EXTRACT –
____

Ruth got around with braces and arm crutches until her death in 2005. Her handicap did not limit the Ford family from visiting by car 17 presidential homes and “every state except Hawaii and Alaska.”
Ford got into the printing business in Kingston with his brother Bill. Bill operated the machinery, and Ed was the salesman. Ruth ran the business office for the next 40 years. Bill left after a year.
The company’s printing relationship with Multiple Listing Services required him to process photos of hundreds of buildings in Kingston. That experience not only expanded his interest in local history, but produced many of the historic photos Ford used in his book of Kingston thoroughfares Street Whys, published in 2010.
He became involved with the Friends of Historic Kingston from its inception in 1965, and helped save numerous historic buildings in the city (and elsewhere). Ford was appointed city historian in 1984 by mayor Peter Mancuso, and served in that role until 2019.
Local preservation highlights in which Ford played a valuable role include the restoration of city hall, which had been vacant for nearly years before reopening in 2000, and the preservation of an African burial ground on Pine Street. “It comes down to respect for people,” said Ford in 2018 concerning the latter. “There could be hundreds buried there.”
But preservationists weren’t always successful. Most of downtown was lost to an urban renewal project in the 1960s and, in more recent years, the city lost a historic trolley barn, that was replaced by a chain drug store despite Ford’s protests. The demolition of the city’s historic Beaux Arts post office is still remembered with sadness.

____

SUPPLIED DATA –
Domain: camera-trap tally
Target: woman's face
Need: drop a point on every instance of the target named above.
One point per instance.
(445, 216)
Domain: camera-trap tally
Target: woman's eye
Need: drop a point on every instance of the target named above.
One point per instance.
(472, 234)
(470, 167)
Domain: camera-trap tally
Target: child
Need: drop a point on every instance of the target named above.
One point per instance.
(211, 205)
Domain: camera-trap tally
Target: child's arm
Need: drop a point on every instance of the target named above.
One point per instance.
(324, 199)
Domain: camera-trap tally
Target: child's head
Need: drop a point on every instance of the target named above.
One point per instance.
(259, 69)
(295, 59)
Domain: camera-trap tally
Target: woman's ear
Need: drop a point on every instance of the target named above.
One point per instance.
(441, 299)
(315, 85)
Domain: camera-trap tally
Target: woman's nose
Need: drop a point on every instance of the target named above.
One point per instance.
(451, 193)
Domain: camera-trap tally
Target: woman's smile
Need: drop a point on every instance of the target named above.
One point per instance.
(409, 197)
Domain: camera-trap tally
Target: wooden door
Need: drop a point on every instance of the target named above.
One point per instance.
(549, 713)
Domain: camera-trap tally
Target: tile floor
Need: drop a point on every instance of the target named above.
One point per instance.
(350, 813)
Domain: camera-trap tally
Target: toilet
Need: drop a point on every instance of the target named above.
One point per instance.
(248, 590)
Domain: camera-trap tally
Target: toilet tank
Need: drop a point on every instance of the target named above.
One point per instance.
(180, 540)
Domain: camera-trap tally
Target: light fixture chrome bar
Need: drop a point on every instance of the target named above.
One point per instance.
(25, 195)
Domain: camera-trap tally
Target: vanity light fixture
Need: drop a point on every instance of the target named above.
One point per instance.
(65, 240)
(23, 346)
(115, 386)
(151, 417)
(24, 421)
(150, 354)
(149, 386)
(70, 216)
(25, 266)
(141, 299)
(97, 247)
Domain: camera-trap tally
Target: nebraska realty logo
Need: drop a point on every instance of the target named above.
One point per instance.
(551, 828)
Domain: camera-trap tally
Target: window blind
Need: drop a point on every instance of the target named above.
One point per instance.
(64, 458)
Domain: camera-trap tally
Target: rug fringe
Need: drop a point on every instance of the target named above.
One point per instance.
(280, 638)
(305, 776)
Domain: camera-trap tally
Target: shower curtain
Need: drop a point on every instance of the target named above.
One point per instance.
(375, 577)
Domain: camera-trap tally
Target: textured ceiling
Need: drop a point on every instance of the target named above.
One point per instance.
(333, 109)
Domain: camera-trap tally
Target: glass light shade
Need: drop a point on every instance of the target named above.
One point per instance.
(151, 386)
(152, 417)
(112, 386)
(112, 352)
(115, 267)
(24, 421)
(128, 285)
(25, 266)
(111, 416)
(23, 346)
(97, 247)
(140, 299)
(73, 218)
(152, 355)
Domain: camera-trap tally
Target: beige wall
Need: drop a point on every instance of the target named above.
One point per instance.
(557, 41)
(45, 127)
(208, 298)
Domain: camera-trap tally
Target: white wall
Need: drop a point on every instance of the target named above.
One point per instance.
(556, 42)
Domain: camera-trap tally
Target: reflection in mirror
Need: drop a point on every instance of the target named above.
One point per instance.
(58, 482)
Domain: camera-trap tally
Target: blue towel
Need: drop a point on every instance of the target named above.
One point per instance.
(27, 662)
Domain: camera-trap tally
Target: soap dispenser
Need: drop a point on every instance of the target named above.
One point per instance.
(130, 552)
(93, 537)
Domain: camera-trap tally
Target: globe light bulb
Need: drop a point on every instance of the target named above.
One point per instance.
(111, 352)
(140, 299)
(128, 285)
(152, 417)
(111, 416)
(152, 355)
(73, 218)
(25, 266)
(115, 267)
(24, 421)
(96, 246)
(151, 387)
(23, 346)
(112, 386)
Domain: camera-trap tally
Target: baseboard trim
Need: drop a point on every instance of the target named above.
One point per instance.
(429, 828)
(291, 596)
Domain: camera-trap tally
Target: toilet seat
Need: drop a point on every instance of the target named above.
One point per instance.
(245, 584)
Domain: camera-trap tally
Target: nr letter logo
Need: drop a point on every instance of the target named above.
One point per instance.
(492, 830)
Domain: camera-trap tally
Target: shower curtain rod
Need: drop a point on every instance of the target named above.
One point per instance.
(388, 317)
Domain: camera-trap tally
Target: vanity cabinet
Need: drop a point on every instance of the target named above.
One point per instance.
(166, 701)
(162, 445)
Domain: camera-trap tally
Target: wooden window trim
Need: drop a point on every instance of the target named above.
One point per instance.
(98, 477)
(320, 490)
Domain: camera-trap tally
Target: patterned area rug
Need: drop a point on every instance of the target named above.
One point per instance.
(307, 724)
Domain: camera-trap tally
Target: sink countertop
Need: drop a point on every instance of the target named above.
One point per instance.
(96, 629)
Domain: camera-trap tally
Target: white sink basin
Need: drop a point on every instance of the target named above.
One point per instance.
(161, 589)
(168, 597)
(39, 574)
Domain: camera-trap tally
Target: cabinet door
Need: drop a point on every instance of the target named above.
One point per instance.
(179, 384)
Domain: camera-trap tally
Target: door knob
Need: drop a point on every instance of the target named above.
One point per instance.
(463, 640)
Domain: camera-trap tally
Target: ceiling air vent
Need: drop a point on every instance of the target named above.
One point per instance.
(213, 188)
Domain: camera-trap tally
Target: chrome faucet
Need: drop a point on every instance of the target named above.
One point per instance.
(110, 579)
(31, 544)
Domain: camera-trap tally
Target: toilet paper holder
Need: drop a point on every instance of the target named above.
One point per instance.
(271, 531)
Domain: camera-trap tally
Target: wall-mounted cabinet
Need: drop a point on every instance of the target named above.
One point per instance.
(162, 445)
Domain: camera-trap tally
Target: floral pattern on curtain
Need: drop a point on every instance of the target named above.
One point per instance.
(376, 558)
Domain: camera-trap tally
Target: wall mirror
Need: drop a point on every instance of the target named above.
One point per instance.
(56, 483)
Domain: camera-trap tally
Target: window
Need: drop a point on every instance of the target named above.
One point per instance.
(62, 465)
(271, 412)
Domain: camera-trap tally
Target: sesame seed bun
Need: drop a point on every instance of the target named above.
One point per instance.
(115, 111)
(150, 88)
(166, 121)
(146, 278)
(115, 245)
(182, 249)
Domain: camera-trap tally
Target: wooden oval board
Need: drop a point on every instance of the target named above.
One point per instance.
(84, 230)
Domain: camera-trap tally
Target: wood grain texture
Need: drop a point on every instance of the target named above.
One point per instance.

____

In the extract about Ed Ford and Kingston, who appointed Ford city historian, and in what year? You won't need the material for this.

RESULT OF THIS EXERCISE – Mayor Peter Mancuso appointed him in 1984.